## REQUIREMENT
Locate the line containing "tree, one point per instance." in the data below. Reproduce it and every following line up to the end, exactly as given.

## Stored data entries
+-------+
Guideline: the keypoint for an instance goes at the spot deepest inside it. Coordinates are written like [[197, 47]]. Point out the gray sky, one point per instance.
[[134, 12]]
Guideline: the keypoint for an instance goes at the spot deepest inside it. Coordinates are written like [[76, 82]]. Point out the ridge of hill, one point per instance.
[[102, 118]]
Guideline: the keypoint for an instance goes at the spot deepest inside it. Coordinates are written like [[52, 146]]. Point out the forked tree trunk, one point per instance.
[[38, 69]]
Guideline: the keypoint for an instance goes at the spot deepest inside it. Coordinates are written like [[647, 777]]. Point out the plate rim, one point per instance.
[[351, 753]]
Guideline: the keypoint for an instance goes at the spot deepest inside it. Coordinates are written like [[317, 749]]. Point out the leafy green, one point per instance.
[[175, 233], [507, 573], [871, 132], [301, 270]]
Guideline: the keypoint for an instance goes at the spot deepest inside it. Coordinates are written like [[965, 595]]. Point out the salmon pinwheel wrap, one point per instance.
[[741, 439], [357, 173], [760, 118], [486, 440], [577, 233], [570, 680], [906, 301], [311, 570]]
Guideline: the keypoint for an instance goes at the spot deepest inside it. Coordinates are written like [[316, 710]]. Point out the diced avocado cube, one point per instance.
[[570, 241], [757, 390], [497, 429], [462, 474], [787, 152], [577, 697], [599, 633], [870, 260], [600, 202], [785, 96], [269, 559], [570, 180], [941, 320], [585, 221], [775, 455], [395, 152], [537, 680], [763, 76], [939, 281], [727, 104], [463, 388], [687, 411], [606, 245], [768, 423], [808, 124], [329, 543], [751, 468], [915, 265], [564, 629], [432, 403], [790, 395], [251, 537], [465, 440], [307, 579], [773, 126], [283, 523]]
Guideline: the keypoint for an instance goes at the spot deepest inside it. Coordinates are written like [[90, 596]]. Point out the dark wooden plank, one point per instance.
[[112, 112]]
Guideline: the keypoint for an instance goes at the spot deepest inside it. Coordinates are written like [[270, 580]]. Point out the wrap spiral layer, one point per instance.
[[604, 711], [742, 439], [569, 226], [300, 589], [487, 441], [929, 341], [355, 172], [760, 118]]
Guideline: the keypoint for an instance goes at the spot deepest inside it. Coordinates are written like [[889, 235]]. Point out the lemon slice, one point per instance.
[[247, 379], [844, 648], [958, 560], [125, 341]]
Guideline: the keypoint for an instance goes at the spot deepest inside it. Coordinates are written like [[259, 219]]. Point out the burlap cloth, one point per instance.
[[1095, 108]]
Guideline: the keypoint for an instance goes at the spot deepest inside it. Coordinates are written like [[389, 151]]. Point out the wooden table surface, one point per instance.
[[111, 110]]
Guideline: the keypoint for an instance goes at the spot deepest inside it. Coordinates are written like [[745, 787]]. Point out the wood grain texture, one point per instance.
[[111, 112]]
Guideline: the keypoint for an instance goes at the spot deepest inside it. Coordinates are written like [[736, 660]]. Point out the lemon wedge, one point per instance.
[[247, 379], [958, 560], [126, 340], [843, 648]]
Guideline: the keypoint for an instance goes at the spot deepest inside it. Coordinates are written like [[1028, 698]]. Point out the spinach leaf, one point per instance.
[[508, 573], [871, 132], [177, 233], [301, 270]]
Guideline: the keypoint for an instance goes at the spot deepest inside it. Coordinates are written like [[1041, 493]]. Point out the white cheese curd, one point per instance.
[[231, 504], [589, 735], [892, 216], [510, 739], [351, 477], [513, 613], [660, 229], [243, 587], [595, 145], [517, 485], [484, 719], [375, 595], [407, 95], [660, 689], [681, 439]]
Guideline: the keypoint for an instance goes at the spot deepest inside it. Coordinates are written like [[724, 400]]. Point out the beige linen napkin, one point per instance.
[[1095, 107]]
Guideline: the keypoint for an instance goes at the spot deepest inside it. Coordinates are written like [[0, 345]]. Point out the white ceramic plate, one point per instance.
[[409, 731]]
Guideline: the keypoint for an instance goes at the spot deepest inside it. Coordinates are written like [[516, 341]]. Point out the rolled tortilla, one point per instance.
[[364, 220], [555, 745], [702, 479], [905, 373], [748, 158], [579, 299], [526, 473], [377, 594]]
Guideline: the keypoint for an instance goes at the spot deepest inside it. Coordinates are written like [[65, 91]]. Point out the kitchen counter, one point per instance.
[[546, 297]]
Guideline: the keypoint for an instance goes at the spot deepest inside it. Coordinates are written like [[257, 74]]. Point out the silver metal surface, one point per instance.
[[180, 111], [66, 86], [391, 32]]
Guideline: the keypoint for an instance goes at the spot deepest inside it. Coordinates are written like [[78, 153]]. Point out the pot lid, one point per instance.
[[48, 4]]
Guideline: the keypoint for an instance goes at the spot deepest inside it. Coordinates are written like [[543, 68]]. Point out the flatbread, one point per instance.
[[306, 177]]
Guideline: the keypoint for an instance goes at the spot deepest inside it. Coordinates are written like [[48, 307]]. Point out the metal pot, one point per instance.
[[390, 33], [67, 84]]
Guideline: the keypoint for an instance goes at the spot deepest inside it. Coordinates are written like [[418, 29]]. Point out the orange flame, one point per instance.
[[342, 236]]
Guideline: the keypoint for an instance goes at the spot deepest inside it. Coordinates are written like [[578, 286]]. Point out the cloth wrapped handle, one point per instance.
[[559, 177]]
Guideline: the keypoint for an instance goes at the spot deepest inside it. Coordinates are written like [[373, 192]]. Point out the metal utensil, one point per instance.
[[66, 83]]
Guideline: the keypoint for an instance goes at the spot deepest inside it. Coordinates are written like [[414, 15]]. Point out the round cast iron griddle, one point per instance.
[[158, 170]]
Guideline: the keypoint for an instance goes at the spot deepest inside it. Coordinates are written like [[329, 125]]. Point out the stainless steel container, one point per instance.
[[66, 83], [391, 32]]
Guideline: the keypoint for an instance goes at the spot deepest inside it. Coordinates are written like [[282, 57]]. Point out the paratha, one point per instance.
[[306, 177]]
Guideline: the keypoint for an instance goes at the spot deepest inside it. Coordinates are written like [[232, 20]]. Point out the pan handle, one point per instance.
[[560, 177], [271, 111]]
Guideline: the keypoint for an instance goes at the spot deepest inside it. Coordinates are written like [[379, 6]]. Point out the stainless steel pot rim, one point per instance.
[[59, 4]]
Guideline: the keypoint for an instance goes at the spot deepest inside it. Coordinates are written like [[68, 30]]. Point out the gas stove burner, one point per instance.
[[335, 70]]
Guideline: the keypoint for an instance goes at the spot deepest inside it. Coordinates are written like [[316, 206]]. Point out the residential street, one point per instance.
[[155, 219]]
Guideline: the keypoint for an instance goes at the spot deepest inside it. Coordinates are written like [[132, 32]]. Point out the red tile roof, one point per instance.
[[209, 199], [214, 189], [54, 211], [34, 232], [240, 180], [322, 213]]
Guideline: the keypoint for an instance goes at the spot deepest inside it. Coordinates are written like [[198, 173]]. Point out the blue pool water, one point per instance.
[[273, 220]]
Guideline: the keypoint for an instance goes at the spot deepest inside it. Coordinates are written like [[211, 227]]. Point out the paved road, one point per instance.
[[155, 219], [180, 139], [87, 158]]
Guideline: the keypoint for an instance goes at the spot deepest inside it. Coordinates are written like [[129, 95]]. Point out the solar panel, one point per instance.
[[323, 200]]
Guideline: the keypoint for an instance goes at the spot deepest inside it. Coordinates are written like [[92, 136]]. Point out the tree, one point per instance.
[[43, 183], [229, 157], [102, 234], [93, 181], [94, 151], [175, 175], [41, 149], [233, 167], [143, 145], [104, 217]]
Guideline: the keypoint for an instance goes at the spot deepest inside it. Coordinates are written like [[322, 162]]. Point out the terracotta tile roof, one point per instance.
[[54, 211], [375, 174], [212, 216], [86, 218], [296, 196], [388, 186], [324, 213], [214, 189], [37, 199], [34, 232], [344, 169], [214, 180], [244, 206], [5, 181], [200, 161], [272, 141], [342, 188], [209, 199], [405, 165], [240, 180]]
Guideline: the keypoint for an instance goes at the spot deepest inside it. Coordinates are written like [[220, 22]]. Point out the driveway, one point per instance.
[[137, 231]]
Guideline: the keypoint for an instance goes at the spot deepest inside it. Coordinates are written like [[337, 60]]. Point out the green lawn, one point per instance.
+-------+
## PROBLEM SOLUTION
Guideline: the keypoint for an instance goes at the spot deepest inside it. Coordinates are written like [[92, 136]]. Point out the tree, one point per instance.
[[43, 183], [229, 157], [102, 234], [93, 181], [94, 151], [175, 175], [41, 149], [233, 167], [143, 145], [104, 217]]
Guideline: the keypoint for an instance goes at the spot deepest inside it. Coordinates are written like [[322, 162]]. Point out the terracotta tile roof, one point per instance.
[[54, 211], [375, 174], [212, 216], [86, 218], [296, 196], [388, 186], [324, 213], [214, 189], [37, 199], [34, 232], [344, 169], [214, 180], [244, 206], [5, 181], [200, 161], [272, 141], [342, 188], [209, 199], [405, 165], [240, 180]]
Guideline: the keypoint for an instance goes at the spot deepest inside it. Coordinates are written like [[220, 22]]. Point out the driveway, one point per instance.
[[137, 231]]
Guideline: the keypoint for an instance goes at the spot deepest inside it. Coordinates are written like [[337, 60]]. Point out the green lawn, one point per instance.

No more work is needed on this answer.